Consegna 1
Riporta sotto forma di elenco numerato le righe dei record, dall'inizio fino alla riga che contiene "point(177, 173)", inclusa. Tralascia le righe vuote.
+++ Testo fornito +++
Geoanarchia




























Geoanarchia
di Matteo Meschiari

A volte ci sentiamo scoraggiati. Da un lato ci chiediamo perché il mondo della politica e delle multinazionali continui a fingere di fronte all’evidenza. Dall’altro il popolo che disobbedisce alla logica capitalista è stanco di discorsi: solo l’azione, più o meno intransigente, più o meno violenta, può dare la vaga impressione di non essere tagliati fuori. Ormai stiamo parlando della Terra, perché parole come “ambiente”, “paesaggio”, “natura” non bastano più a dare l’idea di una crisi planetaria.



A volte ci si sente scoraggiati. Nell’Ottocento si parlava di questione sociale. Oggi la questione sociale non può non essere una questione ambientale. Tutte le farse allestite dai governi del pianeta per dare l’impressione che in fondo qualcosa si sta facendo, che il problema sta emergendo anche alla coscienza politica dell’aristocrazia dominante, ne sono il sintomo: cominciano a cedere su ciò che hanno tenuto nascosto per almeno quarant’anni. E sembra quasi che adesso il merito nel sollevare la questione sia loro.

Circa dieci anni fa qualcuno si è inventato un modo nuovo di potare gli alberi. L’idea era semplice se paragonata ai metodi tradizionali: si trattava di tagliare i rami sotto la biforcazione. Dal momento che però, a lavoro finito, ciò che restava era qualcosa di simile a un attaccapanni, l’inventore del nuovo sistema ha creduto di dover conservare su ogni ramo potato un singolo rametto, con tanto di foglie, poche dita sotto il taglio. Tutto aveva sempre l’aria di un attaccapanni, e ciò che si era irrimediabilmente perduto era l’albero.
+++
Consegna 2
Ricopia per intero il testo sulla geoanarchia, senza alcuna modifica.
+++ Voci fornite +++
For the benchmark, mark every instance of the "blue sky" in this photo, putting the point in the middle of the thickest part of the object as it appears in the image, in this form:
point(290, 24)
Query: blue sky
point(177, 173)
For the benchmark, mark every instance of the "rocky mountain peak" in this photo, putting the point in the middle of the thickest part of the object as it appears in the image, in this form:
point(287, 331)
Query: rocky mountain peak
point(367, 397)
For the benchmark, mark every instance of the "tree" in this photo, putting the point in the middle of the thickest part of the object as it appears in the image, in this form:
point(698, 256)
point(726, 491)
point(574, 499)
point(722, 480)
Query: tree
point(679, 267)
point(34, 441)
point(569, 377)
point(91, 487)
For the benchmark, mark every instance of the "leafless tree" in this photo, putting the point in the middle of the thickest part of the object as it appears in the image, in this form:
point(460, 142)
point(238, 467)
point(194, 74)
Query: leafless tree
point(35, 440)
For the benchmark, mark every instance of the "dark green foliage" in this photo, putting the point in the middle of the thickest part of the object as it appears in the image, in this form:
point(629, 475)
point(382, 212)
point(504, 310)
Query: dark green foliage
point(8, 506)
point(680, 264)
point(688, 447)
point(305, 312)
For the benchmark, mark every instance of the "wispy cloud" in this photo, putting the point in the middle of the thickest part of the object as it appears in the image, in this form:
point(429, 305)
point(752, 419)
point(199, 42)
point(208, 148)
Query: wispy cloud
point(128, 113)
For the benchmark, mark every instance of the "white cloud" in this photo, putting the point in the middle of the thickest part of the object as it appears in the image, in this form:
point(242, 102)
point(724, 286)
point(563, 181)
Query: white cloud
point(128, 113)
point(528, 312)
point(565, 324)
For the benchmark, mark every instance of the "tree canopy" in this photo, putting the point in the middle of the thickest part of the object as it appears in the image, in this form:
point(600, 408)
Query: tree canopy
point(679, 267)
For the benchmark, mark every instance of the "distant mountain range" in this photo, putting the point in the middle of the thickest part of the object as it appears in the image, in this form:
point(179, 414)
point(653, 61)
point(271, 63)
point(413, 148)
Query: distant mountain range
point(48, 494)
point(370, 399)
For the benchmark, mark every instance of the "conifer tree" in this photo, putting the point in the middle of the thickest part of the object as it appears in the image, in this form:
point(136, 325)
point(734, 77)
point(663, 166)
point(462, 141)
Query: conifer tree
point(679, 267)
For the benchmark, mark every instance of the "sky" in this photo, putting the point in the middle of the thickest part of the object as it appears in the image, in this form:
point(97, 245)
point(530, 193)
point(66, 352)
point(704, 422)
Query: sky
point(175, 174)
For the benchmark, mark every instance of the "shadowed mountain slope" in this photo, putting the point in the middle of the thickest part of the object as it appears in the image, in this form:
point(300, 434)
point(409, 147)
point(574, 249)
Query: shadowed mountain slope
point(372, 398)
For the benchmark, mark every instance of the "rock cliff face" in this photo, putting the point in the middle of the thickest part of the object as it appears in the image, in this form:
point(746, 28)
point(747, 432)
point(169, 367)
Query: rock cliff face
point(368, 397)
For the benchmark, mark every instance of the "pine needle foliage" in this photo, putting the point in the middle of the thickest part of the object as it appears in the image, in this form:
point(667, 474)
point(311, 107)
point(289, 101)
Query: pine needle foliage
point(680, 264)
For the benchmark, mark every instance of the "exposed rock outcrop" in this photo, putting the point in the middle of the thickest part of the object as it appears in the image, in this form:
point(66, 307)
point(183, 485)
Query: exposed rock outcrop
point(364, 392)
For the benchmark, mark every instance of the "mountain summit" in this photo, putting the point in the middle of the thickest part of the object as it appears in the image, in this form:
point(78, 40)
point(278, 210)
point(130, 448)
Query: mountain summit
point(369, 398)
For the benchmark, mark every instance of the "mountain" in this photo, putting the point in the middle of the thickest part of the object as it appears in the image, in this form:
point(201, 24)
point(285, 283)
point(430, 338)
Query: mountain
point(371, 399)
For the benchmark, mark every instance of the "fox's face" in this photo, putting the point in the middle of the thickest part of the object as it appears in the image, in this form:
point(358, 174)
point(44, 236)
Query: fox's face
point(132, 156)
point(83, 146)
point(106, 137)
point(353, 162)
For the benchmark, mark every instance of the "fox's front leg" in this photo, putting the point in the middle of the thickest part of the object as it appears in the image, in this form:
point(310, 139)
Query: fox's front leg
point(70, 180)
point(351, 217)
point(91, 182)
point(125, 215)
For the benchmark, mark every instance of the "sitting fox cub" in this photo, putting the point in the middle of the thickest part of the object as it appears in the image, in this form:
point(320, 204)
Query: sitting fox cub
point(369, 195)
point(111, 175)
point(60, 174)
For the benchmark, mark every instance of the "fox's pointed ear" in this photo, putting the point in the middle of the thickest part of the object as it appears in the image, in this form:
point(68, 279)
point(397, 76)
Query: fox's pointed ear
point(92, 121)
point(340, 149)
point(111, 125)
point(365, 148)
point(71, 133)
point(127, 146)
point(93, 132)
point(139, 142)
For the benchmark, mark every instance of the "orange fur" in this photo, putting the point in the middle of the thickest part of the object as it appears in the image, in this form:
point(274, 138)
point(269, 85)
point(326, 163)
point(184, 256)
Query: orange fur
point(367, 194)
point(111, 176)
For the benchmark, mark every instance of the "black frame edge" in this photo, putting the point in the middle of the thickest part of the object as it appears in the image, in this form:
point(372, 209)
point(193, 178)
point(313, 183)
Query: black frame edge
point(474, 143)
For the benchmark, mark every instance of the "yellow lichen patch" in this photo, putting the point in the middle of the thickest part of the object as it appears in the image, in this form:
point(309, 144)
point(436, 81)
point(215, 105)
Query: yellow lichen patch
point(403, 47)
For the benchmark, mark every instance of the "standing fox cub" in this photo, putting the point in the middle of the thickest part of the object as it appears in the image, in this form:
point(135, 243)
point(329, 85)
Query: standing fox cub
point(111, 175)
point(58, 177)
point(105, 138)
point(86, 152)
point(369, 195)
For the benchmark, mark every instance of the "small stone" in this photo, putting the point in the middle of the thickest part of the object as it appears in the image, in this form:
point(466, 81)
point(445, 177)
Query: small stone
+++
Risultato 1
1. For the benchmark, mark every instance of the "blue sky" in this photo, putting the point in the middle of the thickest part of the object as it appears in the image, in this form:
2. point(290, 24)
3. Query: blue sky
4. point(177, 173)

Risultato 2
Geoanarchia




























Geoanarchia
di Matteo Meschiari

A volte ci sentiamo scoraggiati. Da un lato ci chiediamo perché il mondo della politica e delle multinazionali continui a fingere di fronte all’evidenza. Dall’altro il popolo che disobbedisce alla logica capitalista è stanco di discorsi: solo l’azione, più o meno intransigente, più o meno violenta, può dare la vaga impressione di non essere tagliati fuori. Ormai stiamo parlando della Terra, perché parole come “ambiente”, “paesaggio”, “natura” non bastano più a dare l’idea di una crisi planetaria.



A volte ci si sente scoraggiati. Nell’Ottocento si parlava di questione sociale. Oggi la questione sociale non può non essere una questione ambientale. Tutte le farse allestite dai governi del pianeta per dare l’impressione che in fondo qualcosa si sta facendo, che il problema sta emergendo anche alla coscienza politica dell’aristocrazia dominante, ne sono il sintomo: cominciano a cedere su ciò che hanno tenuto nascosto per almeno quarant’anni. E sembra quasi che adesso il merito nel sollevare la questione sia loro.

Circa dieci anni fa qualcuno si è inventato un modo nuovo di potare gli alberi. L’idea era semplice se paragonata ai metodi tradizionali: si trattava di tagliare i rami sotto la biforcazione. Dal momento che però, a lavoro finito, ciò che restava era qualcosa di simile a un attaccapanni, l’inventore del nuovo sistema ha creduto di dover conservare su ogni ramo potato un singolo rametto, con tanto di foglie, poche dita sotto il taglio. Tutto aveva sempre l’aria di un attaccapanni, e ciò che si era irrimediabilmente perduto era l’albero.